• SOURCE RECORDS:
** start **

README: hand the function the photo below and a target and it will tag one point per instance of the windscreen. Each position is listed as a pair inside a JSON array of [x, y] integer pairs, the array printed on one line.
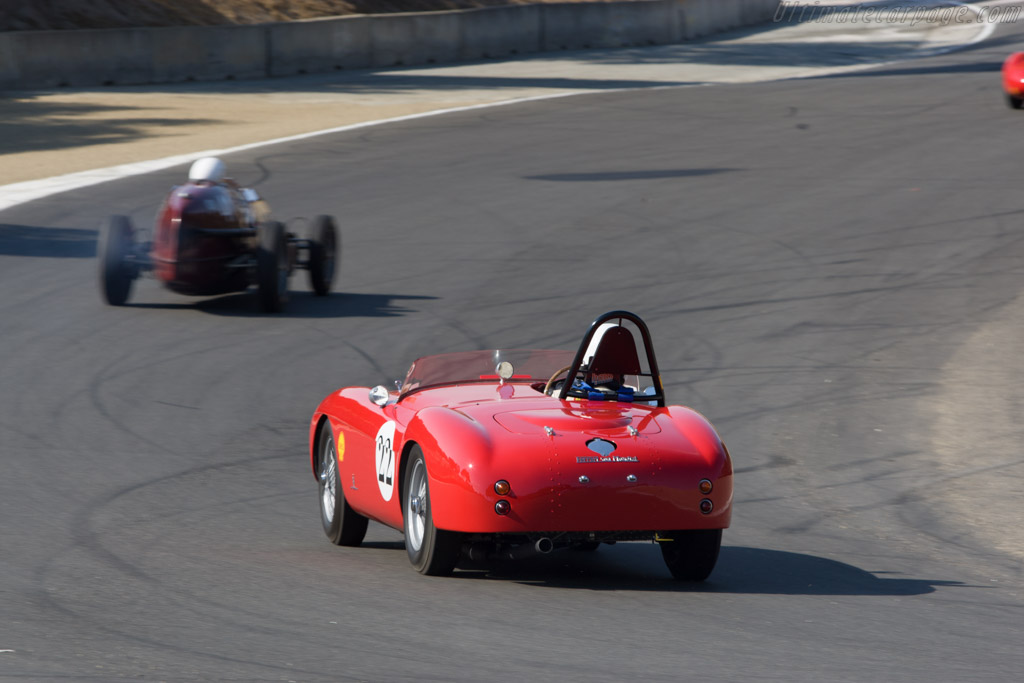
[[464, 367]]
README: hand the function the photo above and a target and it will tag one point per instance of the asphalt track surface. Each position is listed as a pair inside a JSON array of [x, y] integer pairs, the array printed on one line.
[[814, 258]]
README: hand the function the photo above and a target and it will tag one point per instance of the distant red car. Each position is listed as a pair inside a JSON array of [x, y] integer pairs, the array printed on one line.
[[510, 453], [212, 237], [1013, 80]]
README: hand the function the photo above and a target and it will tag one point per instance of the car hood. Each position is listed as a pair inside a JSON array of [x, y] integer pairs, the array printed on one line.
[[603, 420]]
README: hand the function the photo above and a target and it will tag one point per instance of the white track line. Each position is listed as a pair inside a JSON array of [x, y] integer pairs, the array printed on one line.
[[20, 193]]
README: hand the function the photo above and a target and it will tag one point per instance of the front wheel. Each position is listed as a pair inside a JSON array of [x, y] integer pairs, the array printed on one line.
[[271, 266], [691, 554], [324, 251], [342, 524], [116, 273], [432, 551]]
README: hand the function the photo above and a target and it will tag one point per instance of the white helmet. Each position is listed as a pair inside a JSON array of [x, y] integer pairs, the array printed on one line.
[[208, 168]]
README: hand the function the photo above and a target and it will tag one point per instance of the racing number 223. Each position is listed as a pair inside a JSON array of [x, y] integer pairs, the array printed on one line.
[[385, 460]]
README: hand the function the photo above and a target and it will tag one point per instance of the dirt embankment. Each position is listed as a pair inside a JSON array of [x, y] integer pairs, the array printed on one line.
[[70, 14]]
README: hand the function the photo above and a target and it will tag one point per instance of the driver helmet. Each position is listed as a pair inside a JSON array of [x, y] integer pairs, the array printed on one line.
[[209, 169]]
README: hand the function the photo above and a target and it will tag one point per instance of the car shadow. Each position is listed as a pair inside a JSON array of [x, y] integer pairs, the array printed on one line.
[[300, 305], [740, 570]]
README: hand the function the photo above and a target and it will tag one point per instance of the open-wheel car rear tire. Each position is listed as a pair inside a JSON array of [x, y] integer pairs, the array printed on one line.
[[116, 273], [341, 523], [691, 554], [432, 551], [272, 266], [325, 250]]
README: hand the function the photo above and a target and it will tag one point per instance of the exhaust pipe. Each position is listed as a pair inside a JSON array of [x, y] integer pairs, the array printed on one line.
[[540, 547]]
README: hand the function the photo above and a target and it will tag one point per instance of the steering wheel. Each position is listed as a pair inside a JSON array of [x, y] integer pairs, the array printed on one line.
[[551, 382]]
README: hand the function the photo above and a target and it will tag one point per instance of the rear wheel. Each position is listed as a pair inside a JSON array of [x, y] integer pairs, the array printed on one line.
[[432, 551], [116, 273], [324, 248], [341, 523], [271, 266], [691, 554]]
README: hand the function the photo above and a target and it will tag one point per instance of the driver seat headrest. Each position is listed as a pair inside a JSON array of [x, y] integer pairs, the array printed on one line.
[[615, 353]]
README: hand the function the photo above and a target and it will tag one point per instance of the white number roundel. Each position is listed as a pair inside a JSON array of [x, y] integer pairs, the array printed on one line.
[[385, 460]]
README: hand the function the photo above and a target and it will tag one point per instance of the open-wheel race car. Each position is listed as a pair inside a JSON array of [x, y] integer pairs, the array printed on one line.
[[511, 453], [1013, 80], [212, 237]]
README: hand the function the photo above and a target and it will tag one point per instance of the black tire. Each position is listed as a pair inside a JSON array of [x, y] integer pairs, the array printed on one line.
[[271, 266], [342, 524], [691, 554], [116, 273], [325, 248], [432, 551]]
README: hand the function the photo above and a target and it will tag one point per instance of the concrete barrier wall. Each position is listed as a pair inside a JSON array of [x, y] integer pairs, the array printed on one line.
[[36, 59]]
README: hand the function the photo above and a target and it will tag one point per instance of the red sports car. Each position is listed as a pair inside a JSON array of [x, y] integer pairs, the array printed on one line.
[[1013, 80], [509, 453], [212, 237]]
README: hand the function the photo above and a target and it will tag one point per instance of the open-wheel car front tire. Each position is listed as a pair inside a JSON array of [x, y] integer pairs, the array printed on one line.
[[432, 551], [691, 555], [341, 523], [325, 248], [116, 273]]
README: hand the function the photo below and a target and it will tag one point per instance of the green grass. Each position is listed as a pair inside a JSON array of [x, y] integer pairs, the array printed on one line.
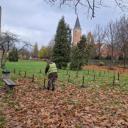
[[37, 68]]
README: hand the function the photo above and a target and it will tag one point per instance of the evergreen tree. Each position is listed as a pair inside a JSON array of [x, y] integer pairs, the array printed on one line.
[[79, 54], [61, 49], [35, 51], [13, 55]]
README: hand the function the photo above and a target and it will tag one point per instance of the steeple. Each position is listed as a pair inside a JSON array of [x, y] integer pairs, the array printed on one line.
[[77, 24]]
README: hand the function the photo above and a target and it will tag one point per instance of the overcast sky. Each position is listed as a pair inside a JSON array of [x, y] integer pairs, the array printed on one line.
[[36, 21]]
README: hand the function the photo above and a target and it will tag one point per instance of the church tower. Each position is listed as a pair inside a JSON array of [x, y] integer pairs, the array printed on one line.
[[76, 32]]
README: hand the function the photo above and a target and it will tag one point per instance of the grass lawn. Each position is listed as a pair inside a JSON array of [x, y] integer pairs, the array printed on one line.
[[68, 106], [91, 77]]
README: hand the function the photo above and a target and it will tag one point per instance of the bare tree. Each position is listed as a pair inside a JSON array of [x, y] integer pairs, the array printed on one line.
[[7, 42], [110, 39], [90, 5], [99, 36], [122, 37]]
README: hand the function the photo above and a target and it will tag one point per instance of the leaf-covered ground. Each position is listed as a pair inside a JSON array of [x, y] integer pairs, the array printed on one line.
[[67, 107]]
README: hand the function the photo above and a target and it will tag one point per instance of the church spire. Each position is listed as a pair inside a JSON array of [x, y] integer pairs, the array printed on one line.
[[77, 24]]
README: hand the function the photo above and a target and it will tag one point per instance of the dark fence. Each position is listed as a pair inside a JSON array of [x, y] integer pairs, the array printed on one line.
[[108, 62]]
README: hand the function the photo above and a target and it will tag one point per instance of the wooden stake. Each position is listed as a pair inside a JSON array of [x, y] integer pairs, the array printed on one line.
[[25, 74], [68, 77], [14, 71], [113, 80], [94, 77], [82, 82], [44, 83], [118, 76], [33, 78], [19, 73]]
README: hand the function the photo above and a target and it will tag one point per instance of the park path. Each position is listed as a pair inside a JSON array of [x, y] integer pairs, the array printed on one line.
[[67, 107]]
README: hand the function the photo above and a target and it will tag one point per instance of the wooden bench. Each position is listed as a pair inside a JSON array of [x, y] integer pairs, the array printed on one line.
[[9, 83]]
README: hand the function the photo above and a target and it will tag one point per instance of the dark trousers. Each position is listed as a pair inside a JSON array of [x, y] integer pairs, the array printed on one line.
[[52, 77]]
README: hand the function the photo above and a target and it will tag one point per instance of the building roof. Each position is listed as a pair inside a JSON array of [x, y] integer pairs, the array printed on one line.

** end **

• DESCRIPTION OF THE TASK:
Arrange the lines from the start of the records up to and including the line containing "[[814, 258]]" as a JSON list of strings, one string per line, with blank lines omitted. Leave the pictures out of the answer.

• EXERCISE ANSWER:
[
  "README: hand the function the photo below and a target and it will tag one point per instance of the windscreen. Each position is listed as a pair inside a JSON array of [x, y] integer pairs, the array printed on one line.",
  "[[464, 367]]",
  "README: hand the function the photo above and a target and it will tag one point per instance of the asphalt track surface. Each position is listed as a pair inside a JSON array of [x, y] integer pairs, the array printed on one line.",
  "[[814, 258]]"
]